● GIVEN EXERCISE
Arrange the items below, from the first line through the line containing "column 140, row 21", as a Markdown table with a No. column numbering the rows and a Line column holding each line, leaving out blank lines.

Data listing
● ● ● ●
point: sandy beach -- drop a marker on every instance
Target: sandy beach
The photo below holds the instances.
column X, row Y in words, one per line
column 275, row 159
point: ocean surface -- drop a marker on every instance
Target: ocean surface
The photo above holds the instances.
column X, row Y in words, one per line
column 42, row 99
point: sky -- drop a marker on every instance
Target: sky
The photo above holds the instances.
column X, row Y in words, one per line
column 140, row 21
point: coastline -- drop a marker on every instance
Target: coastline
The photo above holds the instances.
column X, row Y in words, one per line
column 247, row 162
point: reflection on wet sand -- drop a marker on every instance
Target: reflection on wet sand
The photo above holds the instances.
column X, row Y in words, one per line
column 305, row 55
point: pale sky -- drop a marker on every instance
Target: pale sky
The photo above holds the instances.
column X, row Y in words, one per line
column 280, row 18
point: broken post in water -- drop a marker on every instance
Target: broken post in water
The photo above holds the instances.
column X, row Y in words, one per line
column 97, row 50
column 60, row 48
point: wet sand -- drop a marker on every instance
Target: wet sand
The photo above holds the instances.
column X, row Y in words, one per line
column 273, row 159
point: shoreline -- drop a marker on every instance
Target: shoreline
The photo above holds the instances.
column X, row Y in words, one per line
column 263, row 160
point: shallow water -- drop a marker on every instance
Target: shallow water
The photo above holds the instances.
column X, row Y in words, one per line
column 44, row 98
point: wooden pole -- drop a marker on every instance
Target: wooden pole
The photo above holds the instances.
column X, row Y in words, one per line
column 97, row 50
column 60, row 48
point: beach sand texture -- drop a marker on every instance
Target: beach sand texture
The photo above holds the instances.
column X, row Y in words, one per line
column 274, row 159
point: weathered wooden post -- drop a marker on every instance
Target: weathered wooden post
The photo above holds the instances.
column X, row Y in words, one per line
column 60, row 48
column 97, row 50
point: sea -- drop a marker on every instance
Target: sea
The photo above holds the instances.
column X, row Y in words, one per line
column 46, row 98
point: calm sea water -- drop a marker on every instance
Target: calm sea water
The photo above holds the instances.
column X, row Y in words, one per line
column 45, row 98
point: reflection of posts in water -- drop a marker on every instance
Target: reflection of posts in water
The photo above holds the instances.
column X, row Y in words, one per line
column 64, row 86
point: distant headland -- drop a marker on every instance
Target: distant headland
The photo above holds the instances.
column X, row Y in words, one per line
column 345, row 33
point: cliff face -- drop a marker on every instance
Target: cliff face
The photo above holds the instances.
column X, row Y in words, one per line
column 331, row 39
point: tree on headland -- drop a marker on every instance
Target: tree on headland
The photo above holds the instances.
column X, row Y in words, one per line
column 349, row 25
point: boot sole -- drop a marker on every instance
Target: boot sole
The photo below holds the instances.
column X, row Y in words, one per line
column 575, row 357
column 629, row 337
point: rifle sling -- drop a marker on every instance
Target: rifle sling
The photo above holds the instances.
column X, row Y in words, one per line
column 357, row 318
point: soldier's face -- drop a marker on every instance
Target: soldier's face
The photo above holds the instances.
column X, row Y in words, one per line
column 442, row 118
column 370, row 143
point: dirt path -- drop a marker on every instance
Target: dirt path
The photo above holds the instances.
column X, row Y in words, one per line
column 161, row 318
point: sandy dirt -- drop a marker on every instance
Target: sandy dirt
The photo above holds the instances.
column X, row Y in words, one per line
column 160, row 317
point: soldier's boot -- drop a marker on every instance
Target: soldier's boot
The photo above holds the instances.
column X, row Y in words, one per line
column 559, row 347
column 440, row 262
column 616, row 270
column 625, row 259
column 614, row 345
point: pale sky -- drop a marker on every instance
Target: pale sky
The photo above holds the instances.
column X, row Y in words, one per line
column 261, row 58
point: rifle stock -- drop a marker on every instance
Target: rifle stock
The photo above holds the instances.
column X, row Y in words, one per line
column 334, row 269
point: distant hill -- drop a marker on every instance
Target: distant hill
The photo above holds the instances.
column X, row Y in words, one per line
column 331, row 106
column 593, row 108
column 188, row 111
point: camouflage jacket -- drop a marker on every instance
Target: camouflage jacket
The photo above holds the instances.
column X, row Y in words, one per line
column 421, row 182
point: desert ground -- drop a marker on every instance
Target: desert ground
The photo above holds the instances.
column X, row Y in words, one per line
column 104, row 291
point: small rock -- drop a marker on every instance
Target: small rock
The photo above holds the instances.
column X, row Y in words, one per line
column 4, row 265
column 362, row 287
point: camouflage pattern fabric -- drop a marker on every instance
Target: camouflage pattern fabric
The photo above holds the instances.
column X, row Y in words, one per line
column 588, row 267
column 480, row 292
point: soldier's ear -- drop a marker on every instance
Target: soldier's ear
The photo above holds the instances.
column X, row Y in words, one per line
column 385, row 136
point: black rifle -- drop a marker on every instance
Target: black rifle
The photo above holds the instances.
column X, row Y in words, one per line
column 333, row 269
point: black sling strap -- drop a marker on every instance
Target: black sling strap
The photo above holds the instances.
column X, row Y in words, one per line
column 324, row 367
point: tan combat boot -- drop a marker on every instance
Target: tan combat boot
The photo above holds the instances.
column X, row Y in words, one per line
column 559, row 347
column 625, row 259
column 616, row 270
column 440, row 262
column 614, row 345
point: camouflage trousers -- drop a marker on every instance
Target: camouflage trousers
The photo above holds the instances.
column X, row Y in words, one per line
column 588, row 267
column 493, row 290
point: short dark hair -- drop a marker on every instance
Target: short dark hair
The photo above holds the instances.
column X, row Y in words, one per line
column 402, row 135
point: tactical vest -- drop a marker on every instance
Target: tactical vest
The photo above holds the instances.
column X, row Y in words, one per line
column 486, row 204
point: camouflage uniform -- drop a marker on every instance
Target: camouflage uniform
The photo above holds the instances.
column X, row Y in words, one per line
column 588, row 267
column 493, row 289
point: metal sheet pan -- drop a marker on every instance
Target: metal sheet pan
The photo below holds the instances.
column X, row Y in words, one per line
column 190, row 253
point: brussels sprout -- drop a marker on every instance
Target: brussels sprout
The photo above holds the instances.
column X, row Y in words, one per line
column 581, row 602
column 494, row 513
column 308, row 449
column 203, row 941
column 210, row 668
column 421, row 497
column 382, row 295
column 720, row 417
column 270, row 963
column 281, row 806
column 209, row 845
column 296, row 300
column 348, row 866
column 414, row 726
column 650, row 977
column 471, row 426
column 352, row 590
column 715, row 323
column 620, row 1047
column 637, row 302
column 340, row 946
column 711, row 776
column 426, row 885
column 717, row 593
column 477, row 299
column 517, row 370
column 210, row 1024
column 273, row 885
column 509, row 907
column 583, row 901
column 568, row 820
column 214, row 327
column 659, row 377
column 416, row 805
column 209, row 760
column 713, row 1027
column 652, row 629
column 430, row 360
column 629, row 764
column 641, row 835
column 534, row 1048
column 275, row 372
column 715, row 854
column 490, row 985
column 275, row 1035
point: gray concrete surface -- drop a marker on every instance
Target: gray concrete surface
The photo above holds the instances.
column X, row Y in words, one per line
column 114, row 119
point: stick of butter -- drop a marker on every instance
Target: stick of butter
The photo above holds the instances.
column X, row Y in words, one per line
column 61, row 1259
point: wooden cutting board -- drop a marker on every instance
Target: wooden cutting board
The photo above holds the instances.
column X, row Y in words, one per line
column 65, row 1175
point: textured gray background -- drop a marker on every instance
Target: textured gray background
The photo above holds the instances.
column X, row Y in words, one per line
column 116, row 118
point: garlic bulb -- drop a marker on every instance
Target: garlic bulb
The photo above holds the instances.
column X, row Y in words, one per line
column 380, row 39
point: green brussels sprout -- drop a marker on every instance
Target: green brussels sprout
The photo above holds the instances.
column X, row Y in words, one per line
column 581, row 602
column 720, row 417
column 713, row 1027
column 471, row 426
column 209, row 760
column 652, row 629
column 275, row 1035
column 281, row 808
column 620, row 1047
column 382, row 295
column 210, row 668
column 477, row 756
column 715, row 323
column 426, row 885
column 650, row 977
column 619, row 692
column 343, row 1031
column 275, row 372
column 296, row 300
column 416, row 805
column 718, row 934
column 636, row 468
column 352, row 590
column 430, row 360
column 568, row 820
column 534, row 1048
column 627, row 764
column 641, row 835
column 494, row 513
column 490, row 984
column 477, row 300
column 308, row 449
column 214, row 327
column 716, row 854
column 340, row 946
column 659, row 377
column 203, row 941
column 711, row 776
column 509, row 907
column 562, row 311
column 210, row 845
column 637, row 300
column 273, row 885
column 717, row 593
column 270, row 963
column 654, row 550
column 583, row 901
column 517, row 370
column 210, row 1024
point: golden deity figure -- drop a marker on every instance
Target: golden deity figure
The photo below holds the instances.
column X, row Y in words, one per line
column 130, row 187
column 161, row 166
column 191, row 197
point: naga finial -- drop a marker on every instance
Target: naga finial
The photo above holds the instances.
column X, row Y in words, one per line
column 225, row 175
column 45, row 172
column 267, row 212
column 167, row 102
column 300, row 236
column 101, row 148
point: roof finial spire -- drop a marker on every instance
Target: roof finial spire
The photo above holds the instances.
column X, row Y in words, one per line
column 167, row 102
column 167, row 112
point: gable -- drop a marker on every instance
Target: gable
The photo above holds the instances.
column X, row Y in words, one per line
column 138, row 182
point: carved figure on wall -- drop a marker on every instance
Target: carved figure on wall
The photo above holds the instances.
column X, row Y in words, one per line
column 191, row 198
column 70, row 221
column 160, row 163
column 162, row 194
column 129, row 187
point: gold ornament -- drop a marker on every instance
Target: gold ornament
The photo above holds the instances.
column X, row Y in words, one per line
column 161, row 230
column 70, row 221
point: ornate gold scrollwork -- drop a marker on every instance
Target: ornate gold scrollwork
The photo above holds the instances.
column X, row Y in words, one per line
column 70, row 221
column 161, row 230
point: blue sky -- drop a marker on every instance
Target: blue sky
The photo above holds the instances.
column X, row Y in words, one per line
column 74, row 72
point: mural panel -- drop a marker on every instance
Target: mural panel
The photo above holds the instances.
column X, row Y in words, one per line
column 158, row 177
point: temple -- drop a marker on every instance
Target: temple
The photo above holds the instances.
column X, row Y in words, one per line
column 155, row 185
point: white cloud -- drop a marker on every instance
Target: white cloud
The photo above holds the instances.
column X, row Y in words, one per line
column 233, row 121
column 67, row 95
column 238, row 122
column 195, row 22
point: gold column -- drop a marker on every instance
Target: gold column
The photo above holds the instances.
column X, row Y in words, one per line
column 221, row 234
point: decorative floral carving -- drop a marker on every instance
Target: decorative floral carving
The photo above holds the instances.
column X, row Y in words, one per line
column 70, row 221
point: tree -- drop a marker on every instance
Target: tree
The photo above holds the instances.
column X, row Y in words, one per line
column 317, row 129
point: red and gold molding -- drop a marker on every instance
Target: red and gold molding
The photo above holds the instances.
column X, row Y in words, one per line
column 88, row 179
● ● ● ●
● EXERCISE RESPONSE
| No. | Line |
|---|---|
| 1 | point: sandy beach -- drop a marker on every instance |
| 2 | Target: sandy beach |
| 3 | The photo below holds the instances. |
| 4 | column X, row Y in words, one per line |
| 5 | column 275, row 159 |
| 6 | point: ocean surface -- drop a marker on every instance |
| 7 | Target: ocean surface |
| 8 | The photo above holds the instances. |
| 9 | column X, row Y in words, one per line |
| 10 | column 42, row 99 |
| 11 | point: sky -- drop a marker on every instance |
| 12 | Target: sky |
| 13 | The photo above holds the instances. |
| 14 | column X, row Y in words, one per line |
| 15 | column 140, row 21 |